## [Objective A]
Copy out the records from the line containing "fixture in the photo above." through the end of the records, keeping every line unchanged.

+++ Text provided

Arts

Improve Your Muay Thai Now: How Master Toddy Trains Champions, Part 2

Read Part 1 here.

ON THE ROPES

The muay Thai trainer known as Master Toddy likes to have his students cut their teeth on a specially designed striking pad that’s positioned near the ropes that surround one of his boxing rings.

“You can stand in front and hit it to get your distance with uppercuts and other punches until you feel comfortable,” Master Toddy says. “Then you learn how to punch and kick while bouncing off the ropes to get their energy. You really need that energy in round four and round five.”

ON READING YOUR OPPONENT

“In round one, watch your opponent,” he advises. “Notice how he stands, how he moves, how he blinks. You have to feel him out and think about what he wants to do to you.” That’s the best way to beat him, Master Toddy says.

ON THE PHYSICAL VS. THE MENTAL

“Fighting is 50-percent mental,” the muay Thai master says. “Conditioning is only so important. I know one guy who runs marathons, but the conditioning doesn’t do him much good in the ring. He never wins; he never believed in himself.

“I would say, ‘Kick him with your right leg.’ He would ask, ‘What happens if he kicks me at the same time?’ I told him I couldn’t be his muay Thai teacher because we couldn’t connect. Letting him stay would have wasted his time.

“You have to be determined to win. If you’re not, you’re wasting your time.”

Wang Bo, formerly of Shaolin Temple, is the featured instructor in an online kung fu course from Black Belt. Titled Tree of Shaolin, it streams video lessons to your preferred digital device. Sign up here and start your journey along the 1,500-year-old Shaolin path!

++++++

## [Objective B]
Answer these questions from the article on Master Toddy's training.
(i) In which rounds, according to Master Toddy, do you really need the energy gained from bouncing off the ropes?
(ii) What share of fighting does he say is mental?
(iii) In round one, what three things about an opponent does he tell students to notice?

+++ Records to use

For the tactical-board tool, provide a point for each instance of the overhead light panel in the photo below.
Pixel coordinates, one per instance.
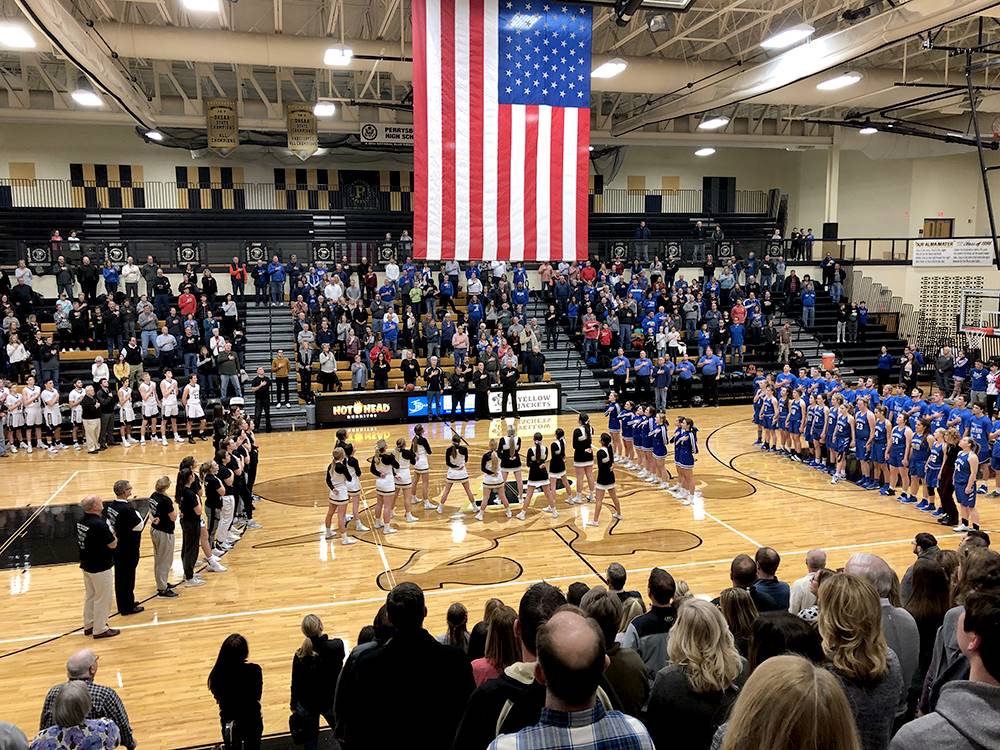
(85, 97)
(324, 108)
(713, 123)
(839, 82)
(609, 69)
(15, 36)
(788, 37)
(202, 6)
(338, 57)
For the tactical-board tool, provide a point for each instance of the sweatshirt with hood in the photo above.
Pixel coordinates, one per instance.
(967, 717)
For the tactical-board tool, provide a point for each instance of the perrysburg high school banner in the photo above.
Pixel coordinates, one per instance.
(501, 117)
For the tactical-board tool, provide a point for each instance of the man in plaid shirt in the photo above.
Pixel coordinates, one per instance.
(571, 660)
(106, 704)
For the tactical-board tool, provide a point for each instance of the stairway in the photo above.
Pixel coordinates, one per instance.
(267, 330)
(581, 390)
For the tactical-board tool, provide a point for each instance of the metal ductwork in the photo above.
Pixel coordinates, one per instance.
(761, 82)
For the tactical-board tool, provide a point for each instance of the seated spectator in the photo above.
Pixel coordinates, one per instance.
(626, 673)
(571, 660)
(967, 714)
(768, 560)
(411, 661)
(691, 696)
(71, 729)
(501, 648)
(790, 704)
(104, 704)
(850, 624)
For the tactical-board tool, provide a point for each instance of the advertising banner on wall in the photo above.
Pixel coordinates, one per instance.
(957, 251)
(222, 125)
(386, 133)
(303, 139)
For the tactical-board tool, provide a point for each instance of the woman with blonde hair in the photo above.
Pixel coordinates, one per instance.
(850, 623)
(692, 695)
(315, 671)
(740, 612)
(502, 647)
(791, 704)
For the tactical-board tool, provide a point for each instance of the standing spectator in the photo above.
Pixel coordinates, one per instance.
(868, 670)
(315, 671)
(150, 270)
(571, 661)
(236, 685)
(127, 525)
(105, 703)
(692, 694)
(411, 660)
(97, 543)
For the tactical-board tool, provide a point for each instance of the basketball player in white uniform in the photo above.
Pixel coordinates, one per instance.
(126, 414)
(75, 410)
(168, 400)
(193, 408)
(150, 408)
(52, 417)
(31, 401)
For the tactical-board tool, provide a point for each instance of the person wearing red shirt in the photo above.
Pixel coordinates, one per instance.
(187, 303)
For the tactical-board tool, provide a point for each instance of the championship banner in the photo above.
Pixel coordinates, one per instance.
(222, 125)
(302, 137)
(967, 251)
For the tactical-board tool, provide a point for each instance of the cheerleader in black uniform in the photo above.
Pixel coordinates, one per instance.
(492, 480)
(538, 477)
(605, 480)
(384, 466)
(583, 460)
(557, 464)
(422, 468)
(404, 478)
(510, 459)
(337, 476)
(456, 458)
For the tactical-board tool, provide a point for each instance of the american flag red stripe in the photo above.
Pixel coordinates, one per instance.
(493, 179)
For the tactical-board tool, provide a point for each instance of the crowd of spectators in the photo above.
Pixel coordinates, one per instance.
(848, 659)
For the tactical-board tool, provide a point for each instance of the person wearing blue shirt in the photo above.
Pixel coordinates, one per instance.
(685, 373)
(276, 273)
(711, 368)
(977, 384)
(620, 367)
(661, 382)
(808, 305)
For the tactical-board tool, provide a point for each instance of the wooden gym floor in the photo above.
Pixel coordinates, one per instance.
(286, 570)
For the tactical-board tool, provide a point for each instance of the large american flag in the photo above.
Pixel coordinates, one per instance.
(501, 109)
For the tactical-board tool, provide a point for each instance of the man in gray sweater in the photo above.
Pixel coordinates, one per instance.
(967, 715)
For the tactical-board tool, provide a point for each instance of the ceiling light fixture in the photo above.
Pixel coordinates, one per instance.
(15, 36)
(202, 6)
(338, 57)
(609, 69)
(839, 82)
(788, 37)
(713, 123)
(324, 108)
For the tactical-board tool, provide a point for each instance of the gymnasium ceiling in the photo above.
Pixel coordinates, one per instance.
(165, 60)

++++++

## [Correct result A]
For the tactical-board tool, provide a point for each instance of the ceiling light fixture in the photo above.
Pixel coordinates, one per instance.
(15, 36)
(202, 6)
(338, 57)
(609, 69)
(839, 82)
(788, 37)
(713, 123)
(324, 108)
For the tactical-board tool, provide a point for each instance of the gymnasium ceiling in the photo above.
Pixel coordinates, one per instance.
(165, 60)

## [Correct result B]
(i) Round four and round five.
(ii) 50 percent.
(iii) How he stands, how he moves, and how he blinks.